--- GIVEN INFORMATION ---

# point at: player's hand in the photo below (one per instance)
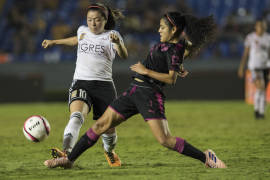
(114, 38)
(240, 73)
(47, 43)
(182, 73)
(139, 68)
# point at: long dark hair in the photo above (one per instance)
(111, 15)
(199, 31)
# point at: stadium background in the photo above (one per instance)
(30, 73)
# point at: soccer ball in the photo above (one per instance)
(36, 128)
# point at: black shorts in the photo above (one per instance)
(97, 93)
(140, 98)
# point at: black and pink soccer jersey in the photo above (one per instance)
(162, 58)
(147, 97)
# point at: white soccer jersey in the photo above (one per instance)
(259, 50)
(95, 55)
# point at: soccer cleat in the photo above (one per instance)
(112, 159)
(58, 162)
(212, 160)
(57, 153)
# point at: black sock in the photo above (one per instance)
(193, 152)
(82, 145)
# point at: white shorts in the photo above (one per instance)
(260, 74)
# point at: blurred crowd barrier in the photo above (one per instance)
(24, 24)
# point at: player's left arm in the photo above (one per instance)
(119, 45)
(169, 78)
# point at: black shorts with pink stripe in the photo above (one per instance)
(141, 98)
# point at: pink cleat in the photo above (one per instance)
(59, 162)
(212, 160)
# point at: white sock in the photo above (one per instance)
(72, 130)
(257, 100)
(262, 103)
(109, 141)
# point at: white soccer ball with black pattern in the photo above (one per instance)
(36, 128)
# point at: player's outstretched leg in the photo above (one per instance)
(162, 133)
(109, 140)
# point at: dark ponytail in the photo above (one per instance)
(111, 15)
(199, 31)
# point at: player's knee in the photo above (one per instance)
(102, 125)
(164, 142)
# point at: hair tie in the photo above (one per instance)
(171, 21)
(104, 10)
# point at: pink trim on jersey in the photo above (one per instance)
(148, 119)
(123, 117)
(160, 102)
(132, 90)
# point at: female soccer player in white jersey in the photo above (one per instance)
(145, 94)
(92, 82)
(257, 49)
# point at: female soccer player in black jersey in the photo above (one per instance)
(145, 96)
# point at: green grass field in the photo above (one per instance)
(227, 127)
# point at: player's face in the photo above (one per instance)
(96, 22)
(260, 27)
(164, 31)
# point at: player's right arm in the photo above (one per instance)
(243, 61)
(71, 41)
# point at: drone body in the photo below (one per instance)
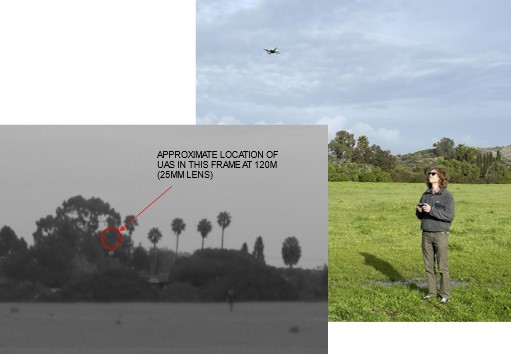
(272, 51)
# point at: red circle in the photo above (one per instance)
(102, 237)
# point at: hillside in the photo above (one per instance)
(505, 151)
(428, 157)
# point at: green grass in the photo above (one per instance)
(374, 238)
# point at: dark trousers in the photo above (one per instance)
(434, 247)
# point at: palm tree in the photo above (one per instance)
(291, 251)
(131, 226)
(178, 226)
(224, 220)
(204, 227)
(154, 236)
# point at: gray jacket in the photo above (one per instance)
(442, 211)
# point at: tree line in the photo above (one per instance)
(68, 256)
(356, 160)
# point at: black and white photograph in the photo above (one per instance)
(171, 239)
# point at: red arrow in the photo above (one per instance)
(122, 228)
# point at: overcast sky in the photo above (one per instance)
(44, 165)
(404, 73)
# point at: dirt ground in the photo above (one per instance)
(284, 327)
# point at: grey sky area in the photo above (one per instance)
(44, 165)
(404, 73)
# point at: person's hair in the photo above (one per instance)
(442, 175)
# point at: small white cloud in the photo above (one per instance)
(380, 134)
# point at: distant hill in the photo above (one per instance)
(505, 151)
(428, 157)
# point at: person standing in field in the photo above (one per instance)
(436, 212)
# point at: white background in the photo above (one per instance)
(97, 62)
(133, 62)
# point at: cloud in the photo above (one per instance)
(335, 124)
(212, 119)
(376, 135)
(397, 68)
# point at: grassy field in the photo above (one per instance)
(163, 328)
(375, 262)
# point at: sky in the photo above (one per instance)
(403, 73)
(46, 165)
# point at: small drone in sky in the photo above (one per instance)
(272, 51)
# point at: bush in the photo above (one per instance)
(214, 272)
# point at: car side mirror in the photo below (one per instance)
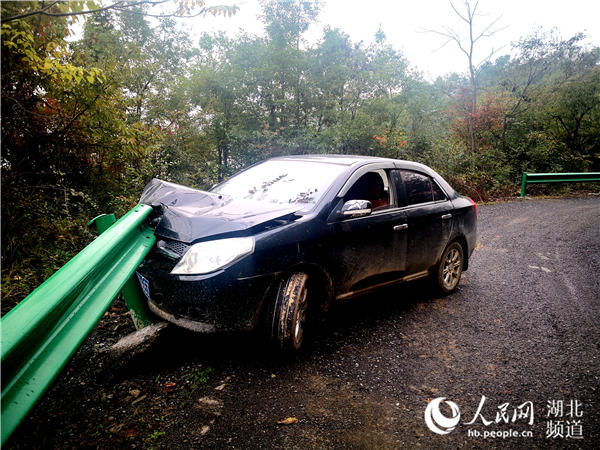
(356, 208)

---

Output the records above exactly; leave out the pictures.

## ANSWER TO THIS TASK
# point at: player's hand in the photo below (one per instance)
(114, 38)
(240, 73)
(47, 43)
(182, 73)
(139, 68)
# point at: long dark hair in the photo above (one per instance)
(111, 15)
(199, 31)
# point at: stadium background in the photo above (one per instance)
(30, 73)
# point at: soccer ball in the photo above (one per instance)
(36, 128)
# point at: black shorts in the photo above (one per instance)
(97, 93)
(140, 98)
# point at: black and pink soccer jersey in the photo above (one per instance)
(162, 58)
(147, 97)
# point at: white soccer jersey in the photo above (one per instance)
(259, 50)
(95, 55)
# point at: soccer cleat in the photo above (one per instance)
(112, 159)
(58, 162)
(212, 160)
(57, 153)
# point at: black sock in the photo above (one per instance)
(193, 152)
(82, 145)
# point at: white shorts in the photo above (one per instance)
(260, 74)
# point at: blurred crowd barrier in the photo above (one per instance)
(24, 24)
# point at: player's left arm in the photo above (one per instance)
(119, 45)
(169, 78)
# point at: black shorts with pink stripe in the photo above (one per instance)
(141, 98)
# point at: pink cleat in the photo above (one per instance)
(59, 162)
(212, 160)
# point at: white sock in the photo above (one per instance)
(72, 130)
(257, 100)
(262, 103)
(109, 141)
# point at: white soccer ball with black pattern in the photo above (one per instance)
(36, 128)
# point at: player's outstretched leg in the photo above (one per instance)
(162, 133)
(109, 140)
# point at: dark ponytail in the photo above (one per instance)
(111, 15)
(199, 31)
# point at: player's knee in the photo above (one per instance)
(102, 125)
(164, 142)
# point at: hair tie in the photo above (one per instance)
(171, 21)
(104, 10)
# point at: pink trim on jersey in the photo above (one per instance)
(148, 119)
(123, 117)
(160, 102)
(132, 90)
# point at: female soccer player in white jersey in the photo above (one per instance)
(145, 94)
(92, 82)
(257, 49)
# point at: female soccer player in black jersey in the photo above (one per instance)
(145, 96)
# point at: green grass field in the photo above (one per instance)
(227, 127)
# point at: player's face in the photo above (one per instance)
(96, 22)
(260, 27)
(164, 31)
# point at: player's right arm in the photo above (one per instance)
(243, 61)
(71, 41)
# point at: drone body in the photo below (one per instance)
(272, 51)
# point at: red circle in the photo above (one per instance)
(102, 237)
# point at: hillside in the photo above (one per instance)
(505, 151)
(428, 157)
# point at: green grass in the photo above (one per instance)
(374, 238)
# point at: dark trousers in the photo above (one per instance)
(434, 247)
# point at: palm tree in the photo above (one per instance)
(291, 251)
(131, 226)
(178, 226)
(224, 220)
(204, 227)
(154, 236)
# point at: gray jacket in the photo above (one per instance)
(442, 211)
# point at: tree line in the photo above (one per instance)
(68, 256)
(356, 160)
# point at: black and white photograph in the photo above (one per instance)
(171, 239)
# point at: red arrow in the photo above (one per instance)
(122, 228)
# point at: overcast sky in the photo above (one per instance)
(44, 165)
(404, 73)
# point at: dirt ground in the photo above (one per instance)
(284, 327)
# point at: grey sky area in the photo above (one per instance)
(44, 165)
(404, 73)
# point at: person's hair in the photo above (one per instance)
(442, 175)
# point at: small white cloud in the photo above (one per instance)
(380, 134)
# point at: distant hill in the photo above (one per instance)
(505, 151)
(428, 157)
# point at: person standing in field in the photo above (one per instance)
(436, 212)
# point at: white background in the photo above (one per instance)
(97, 62)
(133, 62)
# point at: cloud in the photo above (one per instance)
(335, 124)
(212, 119)
(376, 135)
(397, 68)
# point at: grassy field in the photo above (one per instance)
(163, 328)
(375, 262)
# point at: sky in the photo above (one per instance)
(403, 73)
(46, 165)
# point at: small drone in sky in the photo above (one per instance)
(272, 51)
# point at: bush in the photo above (one per instance)
(214, 272)
# point at: car side mirror in the photo below (one per instance)
(356, 208)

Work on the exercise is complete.